Render every line of the entries below as a two-column Markdown table, with the running number under Row and the line itself under Line, leaving out blank lines.

++++

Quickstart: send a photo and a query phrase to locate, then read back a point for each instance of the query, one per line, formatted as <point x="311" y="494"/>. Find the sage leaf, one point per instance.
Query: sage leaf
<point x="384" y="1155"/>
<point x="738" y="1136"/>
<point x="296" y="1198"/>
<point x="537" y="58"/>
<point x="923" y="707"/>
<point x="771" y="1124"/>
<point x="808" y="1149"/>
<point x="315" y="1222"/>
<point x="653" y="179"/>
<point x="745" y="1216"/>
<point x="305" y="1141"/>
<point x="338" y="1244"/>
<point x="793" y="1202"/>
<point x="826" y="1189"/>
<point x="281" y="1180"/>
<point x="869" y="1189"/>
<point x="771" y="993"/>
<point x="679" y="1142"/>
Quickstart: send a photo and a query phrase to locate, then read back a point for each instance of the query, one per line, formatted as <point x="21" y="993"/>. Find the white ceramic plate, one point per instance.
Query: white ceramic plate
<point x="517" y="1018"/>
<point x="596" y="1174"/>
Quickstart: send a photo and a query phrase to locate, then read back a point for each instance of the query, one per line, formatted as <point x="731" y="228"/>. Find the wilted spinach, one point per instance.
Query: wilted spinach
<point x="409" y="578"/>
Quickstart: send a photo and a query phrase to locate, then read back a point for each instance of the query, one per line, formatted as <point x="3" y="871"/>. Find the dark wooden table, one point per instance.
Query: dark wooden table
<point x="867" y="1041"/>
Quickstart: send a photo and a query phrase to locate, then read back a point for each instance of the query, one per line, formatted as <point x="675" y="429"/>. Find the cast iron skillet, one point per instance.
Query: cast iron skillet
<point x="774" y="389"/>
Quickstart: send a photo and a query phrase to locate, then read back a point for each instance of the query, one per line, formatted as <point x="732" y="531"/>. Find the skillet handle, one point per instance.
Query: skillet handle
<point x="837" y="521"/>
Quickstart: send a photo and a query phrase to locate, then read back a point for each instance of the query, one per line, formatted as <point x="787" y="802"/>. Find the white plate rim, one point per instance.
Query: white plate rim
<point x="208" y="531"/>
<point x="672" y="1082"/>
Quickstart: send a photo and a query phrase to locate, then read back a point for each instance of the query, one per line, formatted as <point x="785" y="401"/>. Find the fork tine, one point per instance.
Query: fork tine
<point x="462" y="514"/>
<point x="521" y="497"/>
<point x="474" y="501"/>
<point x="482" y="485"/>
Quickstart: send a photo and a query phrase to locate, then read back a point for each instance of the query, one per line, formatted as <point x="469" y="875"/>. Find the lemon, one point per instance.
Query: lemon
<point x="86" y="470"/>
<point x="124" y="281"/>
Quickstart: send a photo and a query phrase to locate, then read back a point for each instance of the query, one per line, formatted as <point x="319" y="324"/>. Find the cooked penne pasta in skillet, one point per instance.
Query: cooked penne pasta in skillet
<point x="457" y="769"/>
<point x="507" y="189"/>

++++

- ANSWER TO THE TASK
| Row | Line |
|---|---|
| 1 | Quickstart: send a photo and a query phrase to locate, then read back a point for each instance of the query, one per line, formatted as <point x="311" y="494"/>. Find the sage leaf, one point per instance. |
| 2 | Query: sage leaf |
| 3 | <point x="384" y="1155"/> |
| 4 | <point x="738" y="1136"/> |
| 5 | <point x="296" y="1198"/> |
| 6 | <point x="537" y="58"/> |
| 7 | <point x="923" y="707"/> |
| 8 | <point x="771" y="1124"/> |
| 9 | <point x="808" y="1149"/> |
| 10 | <point x="315" y="1222"/> |
| 11 | <point x="653" y="179"/> |
| 12 | <point x="745" y="1216"/> |
| 13 | <point x="305" y="1141"/> |
| 14 | <point x="338" y="1244"/> |
| 15 | <point x="793" y="1202"/> |
| 16 | <point x="826" y="1189"/> |
| 17 | <point x="281" y="1180"/> |
| 18 | <point x="869" y="1189"/> |
| 19 | <point x="771" y="993"/> |
| 20 | <point x="679" y="1142"/> |
| 21 | Quickstart: send a photo and a query phrase to locate, then read back a point for each instance of the query, one per line, formatted as <point x="21" y="993"/>. Find the white ceramic plate, one point per instance. |
| 22 | Query: white ceramic plate |
| 23 | <point x="517" y="1018"/> |
| 24 | <point x="596" y="1174"/> |
| 25 | Quickstart: send a photo and a query phrase to locate, then read back a point for each instance of the query, one per line, formatted as <point x="731" y="228"/>. Find the wilted spinach, one point per instance. |
| 26 | Query: wilted spinach |
| 27 | <point x="409" y="578"/> |
| 28 | Quickstart: send a photo and a query phrase to locate, then read back a point for each instance of the query, one per line, formatted as <point x="3" y="871"/>. Find the dark wooden table, one point per instance. |
| 29 | Query: dark wooden table |
| 30 | <point x="867" y="1041"/> |
| 31 | Quickstart: send a photo and a query phrase to locate, then read back a point for each instance of the query, one per line, formatted as <point x="675" y="429"/>. Find the cast iron skillet, one point per instance. |
| 32 | Query: cast iron skillet |
| 33 | <point x="774" y="389"/> |
| 34 | Quickstart: send a photo and a query phrase to locate, then read back a point for each instance of the query, one per line, formatted as <point x="732" y="531"/>. Find the skillet handle, one point per instance. |
| 35 | Query: skillet handle |
| 36 | <point x="837" y="521"/> |
| 37 | Quickstart: send a photo and a query phrase to locate, then read back a point for each instance of the query, one per line, formatted as <point x="787" y="802"/>. Find the white plate rim, one point per instance. |
| 38 | Query: white plate rim |
| 39 | <point x="208" y="531"/> |
| 40 | <point x="672" y="1082"/> |
| 41 | Quickstart: send a photo and a query phrase to locate, then read back a point for each instance of the query, one per line, formatted as <point x="785" y="401"/>. Find the fork tine, one point per instance. |
| 42 | Query: fork tine |
| 43 | <point x="462" y="514"/> |
| 44 | <point x="521" y="497"/> |
| 45 | <point x="474" y="501"/> |
| 46 | <point x="482" y="485"/> |
| 47 | Quickstart: send a photo and a query phrase to locate, then read back a point for each instance of the query, one per line, formatted as <point x="469" y="875"/>. Find the lemon, one point per instance. |
| 48 | Query: lemon |
| 49 | <point x="86" y="470"/> |
| 50 | <point x="124" y="281"/> |
| 51 | Quickstart: send a photo and a query phrase to locate, then read back a point for each instance of the query, one per line, formatted as <point x="319" y="324"/>. Find the cooked penne pasta in skillet, one point per instance. |
| 52 | Query: cooked penne pasta in skillet |
| 53 | <point x="457" y="769"/> |
| 54 | <point x="507" y="189"/> |